EXERCISE DESCRIPTION> In the records below, find the line that contains "green broccoli, the", then write out that line and each one after it exactly, up to and including the last.

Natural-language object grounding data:
--------

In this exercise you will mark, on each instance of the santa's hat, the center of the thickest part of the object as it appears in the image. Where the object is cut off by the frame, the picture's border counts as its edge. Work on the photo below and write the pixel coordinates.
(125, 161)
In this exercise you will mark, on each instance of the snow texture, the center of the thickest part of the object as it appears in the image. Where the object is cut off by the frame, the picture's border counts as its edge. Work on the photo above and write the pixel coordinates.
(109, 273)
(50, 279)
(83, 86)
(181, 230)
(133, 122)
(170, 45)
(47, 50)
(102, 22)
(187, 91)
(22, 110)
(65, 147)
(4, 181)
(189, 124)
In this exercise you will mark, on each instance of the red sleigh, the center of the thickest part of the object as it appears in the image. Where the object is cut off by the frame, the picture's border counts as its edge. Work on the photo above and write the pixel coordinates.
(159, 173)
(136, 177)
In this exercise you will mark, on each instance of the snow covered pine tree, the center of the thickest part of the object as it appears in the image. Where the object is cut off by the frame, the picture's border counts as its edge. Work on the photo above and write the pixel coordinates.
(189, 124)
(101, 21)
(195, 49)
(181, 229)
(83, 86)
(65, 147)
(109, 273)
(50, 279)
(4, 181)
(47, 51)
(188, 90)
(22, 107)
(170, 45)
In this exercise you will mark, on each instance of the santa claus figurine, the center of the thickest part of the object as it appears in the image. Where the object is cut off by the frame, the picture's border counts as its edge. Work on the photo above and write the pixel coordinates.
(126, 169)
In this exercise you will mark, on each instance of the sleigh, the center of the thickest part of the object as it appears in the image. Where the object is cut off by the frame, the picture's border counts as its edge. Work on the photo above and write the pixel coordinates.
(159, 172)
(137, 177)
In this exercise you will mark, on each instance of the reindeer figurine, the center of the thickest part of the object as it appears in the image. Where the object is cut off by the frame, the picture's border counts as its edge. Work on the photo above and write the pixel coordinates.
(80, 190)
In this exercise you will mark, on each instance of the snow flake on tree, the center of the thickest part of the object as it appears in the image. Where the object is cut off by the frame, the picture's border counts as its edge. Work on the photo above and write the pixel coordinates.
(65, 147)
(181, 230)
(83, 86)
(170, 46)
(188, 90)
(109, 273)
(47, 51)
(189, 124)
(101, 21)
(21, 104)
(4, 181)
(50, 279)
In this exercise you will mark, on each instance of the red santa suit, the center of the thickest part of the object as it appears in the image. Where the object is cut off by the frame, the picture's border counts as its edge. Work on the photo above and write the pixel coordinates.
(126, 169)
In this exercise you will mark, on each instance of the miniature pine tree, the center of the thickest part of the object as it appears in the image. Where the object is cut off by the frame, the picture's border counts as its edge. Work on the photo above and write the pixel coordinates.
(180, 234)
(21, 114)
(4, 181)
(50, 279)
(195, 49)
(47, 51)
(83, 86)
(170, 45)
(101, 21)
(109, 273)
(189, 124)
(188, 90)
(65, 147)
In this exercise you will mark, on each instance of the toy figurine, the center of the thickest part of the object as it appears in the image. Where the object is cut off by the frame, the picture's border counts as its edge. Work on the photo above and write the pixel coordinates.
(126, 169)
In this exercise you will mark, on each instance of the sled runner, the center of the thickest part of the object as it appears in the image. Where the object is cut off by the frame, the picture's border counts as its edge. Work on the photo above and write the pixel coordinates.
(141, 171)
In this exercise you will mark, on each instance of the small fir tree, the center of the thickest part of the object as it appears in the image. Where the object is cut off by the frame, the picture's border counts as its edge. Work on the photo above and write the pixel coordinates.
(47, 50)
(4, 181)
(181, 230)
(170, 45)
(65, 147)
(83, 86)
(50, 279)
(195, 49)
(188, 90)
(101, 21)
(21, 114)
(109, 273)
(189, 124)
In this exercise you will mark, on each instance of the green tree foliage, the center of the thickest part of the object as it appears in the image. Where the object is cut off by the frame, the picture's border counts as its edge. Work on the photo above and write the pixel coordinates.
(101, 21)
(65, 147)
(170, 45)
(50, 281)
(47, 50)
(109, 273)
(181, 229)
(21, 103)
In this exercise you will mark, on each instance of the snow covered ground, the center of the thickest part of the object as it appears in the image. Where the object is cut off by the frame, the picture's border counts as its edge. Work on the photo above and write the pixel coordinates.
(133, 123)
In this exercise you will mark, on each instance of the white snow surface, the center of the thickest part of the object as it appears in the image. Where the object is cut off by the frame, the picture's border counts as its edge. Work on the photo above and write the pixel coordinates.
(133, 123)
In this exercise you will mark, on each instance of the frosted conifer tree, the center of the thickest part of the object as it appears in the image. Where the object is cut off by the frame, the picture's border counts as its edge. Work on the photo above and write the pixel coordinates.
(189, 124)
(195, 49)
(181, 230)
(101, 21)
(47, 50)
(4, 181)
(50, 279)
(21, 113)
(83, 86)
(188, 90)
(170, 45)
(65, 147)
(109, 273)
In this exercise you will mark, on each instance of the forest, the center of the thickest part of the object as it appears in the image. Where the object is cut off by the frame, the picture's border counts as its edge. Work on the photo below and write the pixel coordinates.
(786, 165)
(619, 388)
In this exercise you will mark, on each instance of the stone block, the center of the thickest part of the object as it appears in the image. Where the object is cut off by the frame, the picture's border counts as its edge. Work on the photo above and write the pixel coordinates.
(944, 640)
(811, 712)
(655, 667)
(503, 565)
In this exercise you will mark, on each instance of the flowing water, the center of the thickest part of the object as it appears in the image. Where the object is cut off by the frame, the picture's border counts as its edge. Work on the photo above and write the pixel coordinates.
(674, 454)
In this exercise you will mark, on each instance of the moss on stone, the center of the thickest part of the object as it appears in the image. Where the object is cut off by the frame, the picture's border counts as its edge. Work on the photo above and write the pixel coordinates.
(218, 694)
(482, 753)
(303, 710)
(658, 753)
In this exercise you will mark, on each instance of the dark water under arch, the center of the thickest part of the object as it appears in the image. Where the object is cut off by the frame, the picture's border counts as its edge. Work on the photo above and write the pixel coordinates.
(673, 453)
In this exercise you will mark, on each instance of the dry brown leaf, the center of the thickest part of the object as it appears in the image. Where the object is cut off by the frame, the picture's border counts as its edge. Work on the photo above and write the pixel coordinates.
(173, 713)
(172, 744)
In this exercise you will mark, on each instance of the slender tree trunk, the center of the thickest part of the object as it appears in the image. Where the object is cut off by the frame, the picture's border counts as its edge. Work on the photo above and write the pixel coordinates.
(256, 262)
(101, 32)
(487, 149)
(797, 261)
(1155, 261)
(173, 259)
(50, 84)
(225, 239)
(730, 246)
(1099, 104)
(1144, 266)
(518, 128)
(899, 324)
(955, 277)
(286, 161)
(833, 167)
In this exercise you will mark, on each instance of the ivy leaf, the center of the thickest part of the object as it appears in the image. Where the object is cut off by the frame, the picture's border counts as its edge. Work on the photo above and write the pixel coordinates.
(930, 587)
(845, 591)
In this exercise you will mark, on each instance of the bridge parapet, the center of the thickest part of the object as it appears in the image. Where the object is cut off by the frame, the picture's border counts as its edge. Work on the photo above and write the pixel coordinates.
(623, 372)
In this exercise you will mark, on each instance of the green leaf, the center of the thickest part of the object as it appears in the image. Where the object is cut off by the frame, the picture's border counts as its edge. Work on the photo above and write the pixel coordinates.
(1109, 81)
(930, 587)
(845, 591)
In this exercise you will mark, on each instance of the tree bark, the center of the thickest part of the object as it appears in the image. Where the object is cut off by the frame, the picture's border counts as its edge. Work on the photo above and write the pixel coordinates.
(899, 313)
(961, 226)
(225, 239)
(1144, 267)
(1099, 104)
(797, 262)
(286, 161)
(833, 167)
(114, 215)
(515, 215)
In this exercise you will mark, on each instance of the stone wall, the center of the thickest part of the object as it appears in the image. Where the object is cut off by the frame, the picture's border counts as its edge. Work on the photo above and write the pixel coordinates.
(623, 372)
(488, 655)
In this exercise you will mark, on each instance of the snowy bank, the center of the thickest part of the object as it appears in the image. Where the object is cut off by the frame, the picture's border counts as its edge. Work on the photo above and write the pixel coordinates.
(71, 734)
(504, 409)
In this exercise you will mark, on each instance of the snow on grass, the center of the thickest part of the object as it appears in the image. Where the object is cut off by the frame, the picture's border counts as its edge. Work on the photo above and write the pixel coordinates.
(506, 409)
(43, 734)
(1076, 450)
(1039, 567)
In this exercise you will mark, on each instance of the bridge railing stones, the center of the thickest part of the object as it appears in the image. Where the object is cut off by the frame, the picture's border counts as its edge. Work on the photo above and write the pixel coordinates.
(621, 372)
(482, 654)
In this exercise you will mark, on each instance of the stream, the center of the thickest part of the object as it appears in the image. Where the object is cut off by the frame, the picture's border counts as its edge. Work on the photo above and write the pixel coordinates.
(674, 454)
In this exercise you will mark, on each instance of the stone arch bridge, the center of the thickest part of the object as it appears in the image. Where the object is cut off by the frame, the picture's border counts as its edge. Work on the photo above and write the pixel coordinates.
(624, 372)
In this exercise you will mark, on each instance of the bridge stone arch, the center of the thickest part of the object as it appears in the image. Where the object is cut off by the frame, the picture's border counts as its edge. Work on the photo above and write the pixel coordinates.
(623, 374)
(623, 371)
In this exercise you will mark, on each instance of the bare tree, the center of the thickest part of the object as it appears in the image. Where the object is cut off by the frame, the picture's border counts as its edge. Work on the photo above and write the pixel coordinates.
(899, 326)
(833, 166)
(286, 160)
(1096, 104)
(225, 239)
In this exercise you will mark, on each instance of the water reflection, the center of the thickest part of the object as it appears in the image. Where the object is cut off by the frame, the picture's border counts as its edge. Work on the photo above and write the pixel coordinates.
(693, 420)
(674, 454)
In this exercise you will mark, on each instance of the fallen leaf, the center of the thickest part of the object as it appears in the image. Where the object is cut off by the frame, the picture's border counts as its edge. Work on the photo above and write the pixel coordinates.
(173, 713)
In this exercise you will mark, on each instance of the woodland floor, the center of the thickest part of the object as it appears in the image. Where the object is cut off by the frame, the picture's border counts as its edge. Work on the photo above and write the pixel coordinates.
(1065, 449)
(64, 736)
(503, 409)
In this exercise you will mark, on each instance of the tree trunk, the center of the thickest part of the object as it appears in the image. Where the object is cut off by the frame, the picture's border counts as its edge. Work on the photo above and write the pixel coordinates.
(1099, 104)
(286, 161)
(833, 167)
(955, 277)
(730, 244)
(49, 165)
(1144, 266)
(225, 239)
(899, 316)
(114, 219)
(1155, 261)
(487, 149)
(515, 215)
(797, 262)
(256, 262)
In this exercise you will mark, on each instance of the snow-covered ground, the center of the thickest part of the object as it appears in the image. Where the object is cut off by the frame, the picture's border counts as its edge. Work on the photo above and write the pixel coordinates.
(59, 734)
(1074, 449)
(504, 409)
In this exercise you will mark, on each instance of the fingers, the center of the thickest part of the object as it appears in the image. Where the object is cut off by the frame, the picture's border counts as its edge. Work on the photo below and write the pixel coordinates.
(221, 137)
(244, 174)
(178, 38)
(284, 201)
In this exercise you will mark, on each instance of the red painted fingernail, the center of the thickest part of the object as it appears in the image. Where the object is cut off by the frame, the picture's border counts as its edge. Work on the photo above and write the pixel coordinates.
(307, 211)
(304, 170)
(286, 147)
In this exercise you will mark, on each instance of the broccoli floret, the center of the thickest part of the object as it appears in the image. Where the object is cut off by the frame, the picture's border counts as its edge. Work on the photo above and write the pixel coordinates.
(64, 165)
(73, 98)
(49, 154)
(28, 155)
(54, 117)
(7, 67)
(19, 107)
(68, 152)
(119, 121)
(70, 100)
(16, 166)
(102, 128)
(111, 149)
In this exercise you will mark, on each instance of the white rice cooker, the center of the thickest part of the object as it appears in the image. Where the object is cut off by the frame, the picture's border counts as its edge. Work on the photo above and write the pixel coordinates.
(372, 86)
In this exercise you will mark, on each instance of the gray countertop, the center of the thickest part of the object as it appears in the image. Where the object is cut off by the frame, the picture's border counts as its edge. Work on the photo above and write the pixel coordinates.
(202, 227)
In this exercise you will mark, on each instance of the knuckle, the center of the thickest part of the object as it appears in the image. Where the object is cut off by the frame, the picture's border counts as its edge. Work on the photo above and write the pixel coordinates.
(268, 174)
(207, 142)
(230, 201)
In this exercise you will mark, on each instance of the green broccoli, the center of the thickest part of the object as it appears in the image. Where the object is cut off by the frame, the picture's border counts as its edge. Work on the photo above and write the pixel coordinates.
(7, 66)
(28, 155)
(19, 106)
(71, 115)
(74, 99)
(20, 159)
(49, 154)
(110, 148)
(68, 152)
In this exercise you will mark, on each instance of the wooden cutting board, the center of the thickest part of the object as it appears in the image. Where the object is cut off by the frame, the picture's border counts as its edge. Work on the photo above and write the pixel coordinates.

--------

RESULT OF THE EXERCISE>
In this exercise you will mark, on each instance of the green broccoli, the center of the thickest part of the object as it appears in the image. Where the object is cut off by the frame, the picture's border counts as its edge. Work on the photo above and write the pixel coordinates.
(7, 66)
(28, 155)
(19, 106)
(71, 115)
(74, 99)
(20, 159)
(49, 154)
(110, 148)
(68, 152)
In this exercise you will mark, on each instance of the wooden cutting board, the center of the thickest part of the object as it appears in the image. Where the object is cut off by the frame, the picture's border counts as its edge. Work on the photo above and write the pixel coordinates.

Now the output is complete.